SOURCE RECORDS:
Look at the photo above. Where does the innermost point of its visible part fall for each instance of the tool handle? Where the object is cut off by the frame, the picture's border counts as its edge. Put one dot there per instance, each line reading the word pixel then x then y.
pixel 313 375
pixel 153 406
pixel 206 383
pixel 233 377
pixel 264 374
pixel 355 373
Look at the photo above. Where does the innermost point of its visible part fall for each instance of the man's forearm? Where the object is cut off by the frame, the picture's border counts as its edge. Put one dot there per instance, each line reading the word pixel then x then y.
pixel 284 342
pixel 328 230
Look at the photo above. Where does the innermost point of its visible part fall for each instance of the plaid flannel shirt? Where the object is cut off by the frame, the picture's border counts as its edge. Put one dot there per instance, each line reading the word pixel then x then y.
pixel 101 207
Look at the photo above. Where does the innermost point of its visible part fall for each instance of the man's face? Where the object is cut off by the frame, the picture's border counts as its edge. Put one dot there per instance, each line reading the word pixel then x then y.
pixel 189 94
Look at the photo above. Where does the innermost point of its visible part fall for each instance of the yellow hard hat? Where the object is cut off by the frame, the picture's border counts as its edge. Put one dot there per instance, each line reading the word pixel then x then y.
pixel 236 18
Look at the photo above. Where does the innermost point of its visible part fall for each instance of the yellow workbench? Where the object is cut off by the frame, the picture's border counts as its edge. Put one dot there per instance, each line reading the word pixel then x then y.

WHAT YOU NEED TO DO:
Keeping every word and mark as it is, print the entries above.

PROBLEM SOLUTION:
Look at the photo above. Where does the innermost point of its visible part fall for each instance of the tool handle? Where the object is cut off by the frame, the picture's border counts as its edge. Put one dot there per instance, each line reading the word pixel then x then y.
pixel 313 375
pixel 153 406
pixel 206 383
pixel 233 377
pixel 264 374
pixel 355 373
Look at the photo above. Where does the innermost point of its visible part fall for each instance of the man's forearm? Where the object is cut off by the frame, the picture's border counts as its edge. Put one dot there per instance, each line reading the word pixel then x then y.
pixel 284 342
pixel 328 230
Look at the photo above. Where does the innermost point of its visible part fall for each instance of the plaid flannel shirt? Where the object is cut off by the frame, the picture's border counts as its edge. Put one dot there per instance, each line reading the word pixel then x then y.
pixel 101 207
Look at the photo above. Where does the innermost point of its visible part fall for each instance of the man's face? Where the object is cut off by the frame, the picture's border counts as its edge. Put one dot there per instance, each line reading the word pixel then x then y.
pixel 189 94
Look at the photo above. Where does the innermost point of its visible part fall for each instance of the yellow hard hat? Where the object is cut off by the frame, the picture's border counts as its edge. Put one dot there per instance, each line reading the word pixel then x then y.
pixel 236 18
Look at the photo above. Where does the innermost point of its visible part fall for each instance of the yellow workbench? Where the object is cut off by the frame, the picture's border counts as its edge. Put one dot there per instance, each line reading the word pixel then x then y.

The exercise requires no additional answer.